# HKS 55 wie kann ich es einstellen?



## mascha111 (17. September 2007)

Hallo,
kann mir jemand helfen? Ich finde HKS 55 in IIlustrator CS3 nicht. Es gibt viele Farbtafeln HKS E, N, Z... aber wo ist HKS 55? Wo kann ich es finden? Ich habe ein CMYK -Gelb und muss es wie geagt in HKS 55 umwandeln.
Ich bin eine Anfängerin was Farbeinsetllungen betrifft und leider war ich auch noch nie in so einem Forum. ..ich hoffe ich habe es richtig gemacht.
Vielen Dank an Unbekannt ins www!


----------



## Markus Kolletzky (17. September 2007)

Hallo und herzlich Willkommen auf tutorials.de.

Keine Sorge, du hast hier im Forum bisher alles richtig gemacht. 
Zum Thema: Wie du schon richtig bemerkt hast, gibt es mehrere HKS Farbtafeln.
Die angesprochenen Buchstaben stehen für unterschiedliche Papierarten:


 HKS E (Endlospapier)
     HKS K (Kunstdruckpapier)
     HKS N (Naturpapier)
     HKS Z (Zeitungspapier)
http://de.wikipedia.org/wiki/HKS-Farbfächer

Also frag am besten nochmal nach, auf welchem Papier das HKS 55 gedruckt werden soll,
da sich die verschiedenen Farbtöne schon arg unterscheiden werden.

Hier noch die CMYK-Werte für HKS 55:

N: 100, 0, 70, 0
K: 100, 0, 80, 30
E: 100, 0, 80, 30
Z: 90, 0, 55, 0

und RGB:
#007755

In diesem Sinne
Liebe Grüße

Markus


----------



## mascha111 (17. September 2007)

§ Aufgaben
a - Nenne die Papierart, für die der Buchstabe K bei den HKS-Farbtafeln in der Forendiskussion über HKS 55 steht.
b - Gib aus der Forendiskussion über HKS 55 den Abschnitt wieder, der mit den Wörtern „Hallo und herzlich“ beginnt und mit „HKS E (Endlospapier)“ endet, und tausche darin „Papierarten“ gegen „Papiersorten“ aus.

§ Bereitgestelltes Material
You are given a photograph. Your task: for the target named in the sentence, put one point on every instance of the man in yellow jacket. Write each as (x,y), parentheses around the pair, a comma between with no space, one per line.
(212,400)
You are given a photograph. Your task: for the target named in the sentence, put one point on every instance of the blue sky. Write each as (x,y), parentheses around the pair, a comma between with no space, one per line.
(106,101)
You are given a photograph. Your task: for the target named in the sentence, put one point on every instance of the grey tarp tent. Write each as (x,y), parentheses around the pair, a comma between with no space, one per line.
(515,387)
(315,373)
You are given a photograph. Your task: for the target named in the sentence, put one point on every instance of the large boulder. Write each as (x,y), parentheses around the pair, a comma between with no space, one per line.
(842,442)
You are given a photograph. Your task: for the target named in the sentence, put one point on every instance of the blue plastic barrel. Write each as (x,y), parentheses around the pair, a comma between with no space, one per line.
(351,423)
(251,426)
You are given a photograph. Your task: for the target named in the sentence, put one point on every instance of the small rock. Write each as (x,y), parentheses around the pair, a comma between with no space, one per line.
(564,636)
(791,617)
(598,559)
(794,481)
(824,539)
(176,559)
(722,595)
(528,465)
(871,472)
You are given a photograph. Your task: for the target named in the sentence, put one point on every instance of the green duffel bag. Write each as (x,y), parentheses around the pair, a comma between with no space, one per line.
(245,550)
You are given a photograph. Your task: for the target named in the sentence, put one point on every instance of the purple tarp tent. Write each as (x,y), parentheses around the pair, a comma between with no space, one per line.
--
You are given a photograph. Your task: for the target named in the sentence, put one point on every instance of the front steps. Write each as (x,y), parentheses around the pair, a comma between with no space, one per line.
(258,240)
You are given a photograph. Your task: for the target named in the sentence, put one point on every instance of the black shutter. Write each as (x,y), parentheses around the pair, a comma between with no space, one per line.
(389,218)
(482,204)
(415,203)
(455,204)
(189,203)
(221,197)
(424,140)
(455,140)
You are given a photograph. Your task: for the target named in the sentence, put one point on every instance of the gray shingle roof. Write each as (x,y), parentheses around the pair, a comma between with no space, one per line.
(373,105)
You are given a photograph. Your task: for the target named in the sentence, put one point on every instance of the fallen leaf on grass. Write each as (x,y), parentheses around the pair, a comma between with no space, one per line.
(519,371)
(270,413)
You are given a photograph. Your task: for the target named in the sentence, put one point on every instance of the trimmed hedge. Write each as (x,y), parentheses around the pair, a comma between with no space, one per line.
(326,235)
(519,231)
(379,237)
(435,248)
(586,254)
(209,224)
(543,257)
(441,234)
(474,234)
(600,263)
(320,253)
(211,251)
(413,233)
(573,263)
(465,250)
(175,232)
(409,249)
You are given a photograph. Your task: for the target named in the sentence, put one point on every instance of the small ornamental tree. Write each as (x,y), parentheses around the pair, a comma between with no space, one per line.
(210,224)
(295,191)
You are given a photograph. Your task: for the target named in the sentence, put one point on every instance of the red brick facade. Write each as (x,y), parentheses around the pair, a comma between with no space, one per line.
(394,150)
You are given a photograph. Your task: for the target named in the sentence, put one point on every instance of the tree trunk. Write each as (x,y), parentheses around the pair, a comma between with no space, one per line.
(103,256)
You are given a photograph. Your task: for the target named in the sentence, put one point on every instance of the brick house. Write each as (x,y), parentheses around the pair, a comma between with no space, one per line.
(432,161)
--
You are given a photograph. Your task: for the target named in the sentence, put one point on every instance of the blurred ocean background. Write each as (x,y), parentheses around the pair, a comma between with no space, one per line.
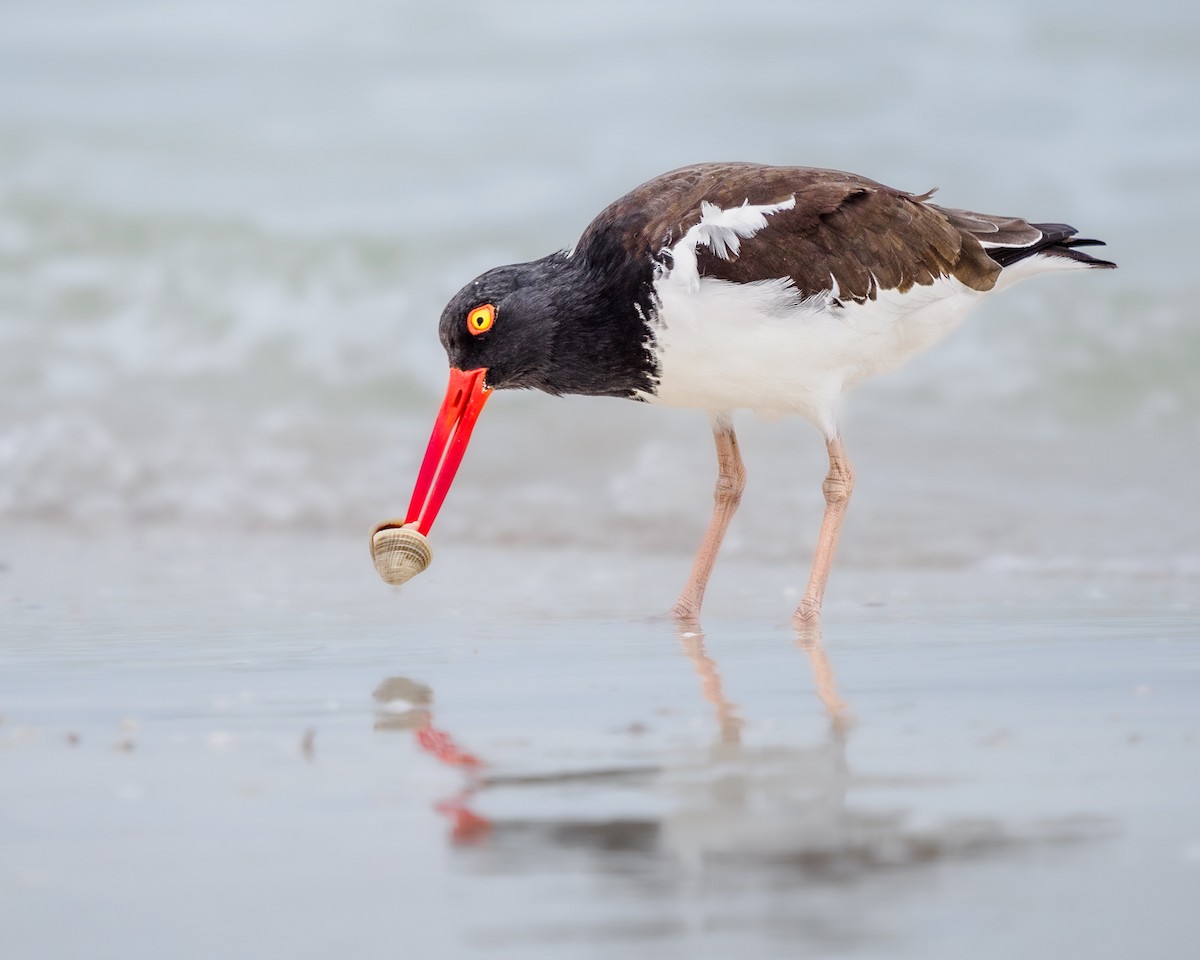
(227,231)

§ Geordnete Lösungen
a - Kunstdruckpapier

b -
Hallo und herzlich Willkommen auf tutorials.de.

Keine Sorge, du hast hier im Forum bisher alles richtig gemacht. 
Zum Thema: Wie du schon richtig bemerkt hast, gibt es mehrere HKS Farbtafeln.
Die angesprochenen Buchstaben stehen für unterschiedliche Papiersorten:


 HKS E (Endlospapier)